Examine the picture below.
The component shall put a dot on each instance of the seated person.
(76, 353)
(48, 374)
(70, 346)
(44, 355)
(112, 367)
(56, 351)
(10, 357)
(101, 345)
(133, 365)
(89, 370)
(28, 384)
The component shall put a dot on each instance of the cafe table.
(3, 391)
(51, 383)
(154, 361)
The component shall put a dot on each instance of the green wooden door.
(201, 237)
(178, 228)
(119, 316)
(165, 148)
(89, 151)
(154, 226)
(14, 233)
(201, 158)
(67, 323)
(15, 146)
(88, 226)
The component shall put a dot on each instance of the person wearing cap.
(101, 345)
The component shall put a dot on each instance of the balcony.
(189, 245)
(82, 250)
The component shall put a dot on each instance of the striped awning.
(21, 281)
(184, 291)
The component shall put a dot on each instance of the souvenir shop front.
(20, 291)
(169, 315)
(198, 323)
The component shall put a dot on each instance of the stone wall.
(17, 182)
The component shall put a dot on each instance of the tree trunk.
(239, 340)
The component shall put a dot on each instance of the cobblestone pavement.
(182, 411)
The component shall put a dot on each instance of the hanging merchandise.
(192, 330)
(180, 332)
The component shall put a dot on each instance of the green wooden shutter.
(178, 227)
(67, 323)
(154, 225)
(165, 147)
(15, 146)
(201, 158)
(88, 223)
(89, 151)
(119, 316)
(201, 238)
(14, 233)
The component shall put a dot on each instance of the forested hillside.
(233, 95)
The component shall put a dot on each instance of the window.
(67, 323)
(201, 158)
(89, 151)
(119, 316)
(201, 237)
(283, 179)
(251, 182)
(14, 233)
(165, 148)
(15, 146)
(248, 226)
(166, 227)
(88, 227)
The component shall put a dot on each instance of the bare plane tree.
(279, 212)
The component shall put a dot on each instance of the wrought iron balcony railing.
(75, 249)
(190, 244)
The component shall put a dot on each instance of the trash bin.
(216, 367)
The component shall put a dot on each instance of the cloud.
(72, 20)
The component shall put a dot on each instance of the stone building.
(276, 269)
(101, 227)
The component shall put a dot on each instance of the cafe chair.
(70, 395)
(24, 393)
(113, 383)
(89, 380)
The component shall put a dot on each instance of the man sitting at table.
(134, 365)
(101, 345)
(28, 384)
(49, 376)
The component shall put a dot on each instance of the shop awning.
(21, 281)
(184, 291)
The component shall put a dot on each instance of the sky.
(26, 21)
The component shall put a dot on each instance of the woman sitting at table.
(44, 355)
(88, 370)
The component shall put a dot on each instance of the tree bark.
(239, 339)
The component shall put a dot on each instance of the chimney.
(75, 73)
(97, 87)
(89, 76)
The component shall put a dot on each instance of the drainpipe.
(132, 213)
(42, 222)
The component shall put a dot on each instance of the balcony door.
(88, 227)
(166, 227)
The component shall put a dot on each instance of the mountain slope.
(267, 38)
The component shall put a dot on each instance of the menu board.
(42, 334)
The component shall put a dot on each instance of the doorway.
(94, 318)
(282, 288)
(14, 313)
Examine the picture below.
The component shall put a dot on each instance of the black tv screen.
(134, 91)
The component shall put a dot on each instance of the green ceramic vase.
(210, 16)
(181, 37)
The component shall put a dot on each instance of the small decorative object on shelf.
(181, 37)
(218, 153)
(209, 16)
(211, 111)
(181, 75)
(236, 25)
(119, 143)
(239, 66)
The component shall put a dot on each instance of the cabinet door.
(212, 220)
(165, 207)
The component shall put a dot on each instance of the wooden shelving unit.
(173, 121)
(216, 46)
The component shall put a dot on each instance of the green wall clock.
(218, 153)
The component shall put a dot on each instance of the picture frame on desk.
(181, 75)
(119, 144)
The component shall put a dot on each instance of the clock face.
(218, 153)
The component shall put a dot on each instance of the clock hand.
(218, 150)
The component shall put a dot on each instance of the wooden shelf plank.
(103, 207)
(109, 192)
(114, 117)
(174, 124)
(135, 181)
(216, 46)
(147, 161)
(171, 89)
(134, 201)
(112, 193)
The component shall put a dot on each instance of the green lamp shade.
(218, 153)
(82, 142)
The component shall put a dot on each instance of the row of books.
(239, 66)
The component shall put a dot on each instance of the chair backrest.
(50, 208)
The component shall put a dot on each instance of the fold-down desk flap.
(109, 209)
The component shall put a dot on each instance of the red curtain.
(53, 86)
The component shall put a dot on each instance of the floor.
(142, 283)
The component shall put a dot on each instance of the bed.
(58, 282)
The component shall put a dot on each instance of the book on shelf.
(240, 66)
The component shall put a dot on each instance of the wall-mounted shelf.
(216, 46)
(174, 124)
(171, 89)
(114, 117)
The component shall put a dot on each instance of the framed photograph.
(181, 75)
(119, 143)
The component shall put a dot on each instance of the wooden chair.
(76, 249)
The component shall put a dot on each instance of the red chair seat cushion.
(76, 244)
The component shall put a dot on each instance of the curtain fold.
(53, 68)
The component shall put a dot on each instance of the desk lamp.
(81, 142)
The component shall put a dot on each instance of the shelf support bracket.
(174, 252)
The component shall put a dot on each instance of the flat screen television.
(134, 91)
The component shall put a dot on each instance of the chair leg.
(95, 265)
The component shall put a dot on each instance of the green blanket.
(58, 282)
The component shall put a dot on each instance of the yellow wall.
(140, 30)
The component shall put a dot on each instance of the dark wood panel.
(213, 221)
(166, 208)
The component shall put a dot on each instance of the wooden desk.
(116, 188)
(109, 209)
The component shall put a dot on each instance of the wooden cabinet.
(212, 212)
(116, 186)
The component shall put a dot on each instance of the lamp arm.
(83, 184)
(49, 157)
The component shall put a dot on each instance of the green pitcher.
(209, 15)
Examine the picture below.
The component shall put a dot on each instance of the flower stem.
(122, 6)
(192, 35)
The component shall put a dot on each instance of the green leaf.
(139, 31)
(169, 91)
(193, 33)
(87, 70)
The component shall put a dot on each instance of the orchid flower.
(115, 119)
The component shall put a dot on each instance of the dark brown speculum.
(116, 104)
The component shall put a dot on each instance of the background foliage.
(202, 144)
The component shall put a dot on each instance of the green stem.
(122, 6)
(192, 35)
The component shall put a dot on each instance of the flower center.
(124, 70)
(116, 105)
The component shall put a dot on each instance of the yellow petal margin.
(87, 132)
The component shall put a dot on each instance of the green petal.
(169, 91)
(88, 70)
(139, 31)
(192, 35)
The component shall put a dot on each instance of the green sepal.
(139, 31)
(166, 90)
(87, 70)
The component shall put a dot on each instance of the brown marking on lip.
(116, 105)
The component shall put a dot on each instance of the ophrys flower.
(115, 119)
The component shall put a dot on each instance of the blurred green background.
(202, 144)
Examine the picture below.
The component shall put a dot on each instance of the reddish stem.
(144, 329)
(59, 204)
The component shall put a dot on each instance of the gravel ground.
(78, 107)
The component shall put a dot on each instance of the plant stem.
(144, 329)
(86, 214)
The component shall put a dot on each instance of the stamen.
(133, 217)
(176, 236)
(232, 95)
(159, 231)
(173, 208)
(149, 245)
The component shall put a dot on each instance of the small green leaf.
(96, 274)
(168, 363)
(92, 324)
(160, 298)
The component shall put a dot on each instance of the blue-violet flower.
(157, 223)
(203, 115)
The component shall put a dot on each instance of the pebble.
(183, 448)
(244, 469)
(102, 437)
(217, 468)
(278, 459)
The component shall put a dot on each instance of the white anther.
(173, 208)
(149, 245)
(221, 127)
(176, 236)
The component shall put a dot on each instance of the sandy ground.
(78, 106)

------------------------------

* [Direction]
Set down, word for word, only the lines running from the line with "of the stamen." to the last line of the listing above. Both of those lines belong in your answer.

* [Written answer]
The component shall put a dot on each instance of the stamen.
(133, 217)
(176, 236)
(232, 95)
(159, 231)
(173, 208)
(149, 245)
The component shall put a dot on each instance of the small green leaf.
(96, 274)
(168, 363)
(92, 324)
(160, 298)
The component shall put a dot on each instance of the blue-violet flower.
(157, 223)
(203, 115)
The component shall put a dot on each instance of the pebble.
(183, 448)
(244, 469)
(102, 437)
(217, 468)
(278, 459)
The component shall put a dot on each instance of the white anther.
(173, 208)
(149, 245)
(221, 127)
(176, 236)
The component shall put a dot on each instance of the sandy ground.
(78, 106)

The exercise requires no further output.